DIRECTIVE: Reproduce the material starting with the line that contains "The component shall return one point per instance of the tree" and continuing through its last line, both included, and output only those lines. Keep every line unchanged except the point coordinates, each of which you multiply by 1.9 and round to a whole number, with halves rounded up.

TASK INPUT:

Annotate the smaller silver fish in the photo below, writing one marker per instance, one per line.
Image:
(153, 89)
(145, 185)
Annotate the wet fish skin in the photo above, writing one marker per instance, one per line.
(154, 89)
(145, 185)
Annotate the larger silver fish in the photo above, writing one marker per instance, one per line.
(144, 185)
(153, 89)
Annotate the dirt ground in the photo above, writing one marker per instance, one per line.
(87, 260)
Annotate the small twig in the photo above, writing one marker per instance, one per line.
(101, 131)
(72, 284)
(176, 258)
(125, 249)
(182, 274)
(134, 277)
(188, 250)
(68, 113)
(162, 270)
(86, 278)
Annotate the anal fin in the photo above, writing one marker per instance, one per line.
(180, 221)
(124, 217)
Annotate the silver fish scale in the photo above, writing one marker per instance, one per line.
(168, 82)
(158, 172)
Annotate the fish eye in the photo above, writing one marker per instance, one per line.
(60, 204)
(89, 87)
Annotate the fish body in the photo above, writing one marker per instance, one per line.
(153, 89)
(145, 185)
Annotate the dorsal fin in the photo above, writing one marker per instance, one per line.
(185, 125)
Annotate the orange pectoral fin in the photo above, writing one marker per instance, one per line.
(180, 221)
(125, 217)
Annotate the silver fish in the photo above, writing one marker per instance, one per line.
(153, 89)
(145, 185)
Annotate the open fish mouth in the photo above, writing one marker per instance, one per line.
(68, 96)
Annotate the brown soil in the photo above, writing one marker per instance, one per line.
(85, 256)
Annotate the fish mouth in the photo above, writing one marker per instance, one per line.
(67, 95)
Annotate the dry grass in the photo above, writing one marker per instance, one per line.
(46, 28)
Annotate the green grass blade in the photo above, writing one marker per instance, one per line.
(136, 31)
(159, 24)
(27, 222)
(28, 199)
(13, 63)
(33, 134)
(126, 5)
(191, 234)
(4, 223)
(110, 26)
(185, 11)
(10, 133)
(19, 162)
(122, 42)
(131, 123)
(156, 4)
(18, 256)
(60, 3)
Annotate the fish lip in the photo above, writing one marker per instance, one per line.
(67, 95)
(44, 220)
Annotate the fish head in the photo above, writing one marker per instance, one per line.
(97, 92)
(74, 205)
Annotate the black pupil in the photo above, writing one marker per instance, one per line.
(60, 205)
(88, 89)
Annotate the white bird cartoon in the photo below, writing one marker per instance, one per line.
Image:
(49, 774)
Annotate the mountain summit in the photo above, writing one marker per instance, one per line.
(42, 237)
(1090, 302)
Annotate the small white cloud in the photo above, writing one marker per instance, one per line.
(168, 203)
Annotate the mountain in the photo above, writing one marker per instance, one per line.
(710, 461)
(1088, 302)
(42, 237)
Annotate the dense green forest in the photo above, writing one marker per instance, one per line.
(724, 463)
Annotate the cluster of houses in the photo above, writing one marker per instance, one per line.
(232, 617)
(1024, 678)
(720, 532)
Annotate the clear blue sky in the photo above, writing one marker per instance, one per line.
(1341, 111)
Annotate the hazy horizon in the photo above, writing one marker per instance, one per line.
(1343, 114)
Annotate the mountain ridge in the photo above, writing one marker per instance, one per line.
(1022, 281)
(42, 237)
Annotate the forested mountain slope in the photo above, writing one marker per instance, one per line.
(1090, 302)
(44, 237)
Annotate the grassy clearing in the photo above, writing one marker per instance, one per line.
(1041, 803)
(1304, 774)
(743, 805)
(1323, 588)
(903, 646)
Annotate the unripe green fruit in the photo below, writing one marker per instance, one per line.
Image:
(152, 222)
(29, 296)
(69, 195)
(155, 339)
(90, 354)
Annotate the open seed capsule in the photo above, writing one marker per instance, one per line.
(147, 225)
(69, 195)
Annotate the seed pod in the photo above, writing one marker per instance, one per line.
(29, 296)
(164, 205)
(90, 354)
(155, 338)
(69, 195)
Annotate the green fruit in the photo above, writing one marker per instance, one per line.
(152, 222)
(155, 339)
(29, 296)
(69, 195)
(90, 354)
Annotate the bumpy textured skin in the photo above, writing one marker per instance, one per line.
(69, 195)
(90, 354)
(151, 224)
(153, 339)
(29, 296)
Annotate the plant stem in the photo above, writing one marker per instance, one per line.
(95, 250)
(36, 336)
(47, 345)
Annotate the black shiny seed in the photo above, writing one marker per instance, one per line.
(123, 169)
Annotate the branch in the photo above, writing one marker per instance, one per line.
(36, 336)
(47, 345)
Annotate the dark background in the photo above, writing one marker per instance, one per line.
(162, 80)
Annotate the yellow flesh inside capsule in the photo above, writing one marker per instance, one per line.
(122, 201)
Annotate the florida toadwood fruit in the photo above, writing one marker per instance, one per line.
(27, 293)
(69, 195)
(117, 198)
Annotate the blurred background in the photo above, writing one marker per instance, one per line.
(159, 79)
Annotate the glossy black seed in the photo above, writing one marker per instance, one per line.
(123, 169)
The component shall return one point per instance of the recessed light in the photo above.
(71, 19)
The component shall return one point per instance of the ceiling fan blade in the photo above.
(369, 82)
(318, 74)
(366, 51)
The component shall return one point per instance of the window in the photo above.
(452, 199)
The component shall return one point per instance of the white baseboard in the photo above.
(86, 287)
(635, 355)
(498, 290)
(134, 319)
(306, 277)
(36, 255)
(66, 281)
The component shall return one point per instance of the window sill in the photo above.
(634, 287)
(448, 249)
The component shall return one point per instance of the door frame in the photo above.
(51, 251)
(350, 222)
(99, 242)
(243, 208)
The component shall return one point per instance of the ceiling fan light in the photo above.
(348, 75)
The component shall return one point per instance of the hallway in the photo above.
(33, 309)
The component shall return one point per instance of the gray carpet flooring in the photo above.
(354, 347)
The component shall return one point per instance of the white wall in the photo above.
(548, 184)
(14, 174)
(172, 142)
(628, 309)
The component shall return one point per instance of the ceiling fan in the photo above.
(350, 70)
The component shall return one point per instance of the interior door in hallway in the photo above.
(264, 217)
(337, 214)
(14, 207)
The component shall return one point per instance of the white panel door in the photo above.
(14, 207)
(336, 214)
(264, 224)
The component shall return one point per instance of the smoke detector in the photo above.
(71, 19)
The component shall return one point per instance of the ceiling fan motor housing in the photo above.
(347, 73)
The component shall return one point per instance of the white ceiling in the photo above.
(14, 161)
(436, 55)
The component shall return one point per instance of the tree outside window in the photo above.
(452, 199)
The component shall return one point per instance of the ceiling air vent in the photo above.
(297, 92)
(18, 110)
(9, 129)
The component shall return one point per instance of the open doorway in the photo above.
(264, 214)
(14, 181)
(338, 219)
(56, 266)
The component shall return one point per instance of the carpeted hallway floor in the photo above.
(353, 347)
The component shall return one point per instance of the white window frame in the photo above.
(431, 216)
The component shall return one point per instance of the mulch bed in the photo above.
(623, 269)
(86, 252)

TASK OUTPUT:
The component shall return one point per instance of the tree outside window in the photo above.
(859, 378)
The component shall return one point per instance of the ceiling air vent in the photo above.
(564, 175)
(34, 209)
(17, 245)
The component shall return one point per instance of the open doorway in the photo above.
(502, 407)
(27, 344)
(642, 416)
(106, 505)
The component shall return one point per instance of the carpeted hallway floor in the photo above.
(671, 659)
The component shall return one point per instance of the white window frame in the photo above.
(819, 410)
The component shall return one point per instance of the mulch bed in the photo above.
(1184, 511)
(163, 479)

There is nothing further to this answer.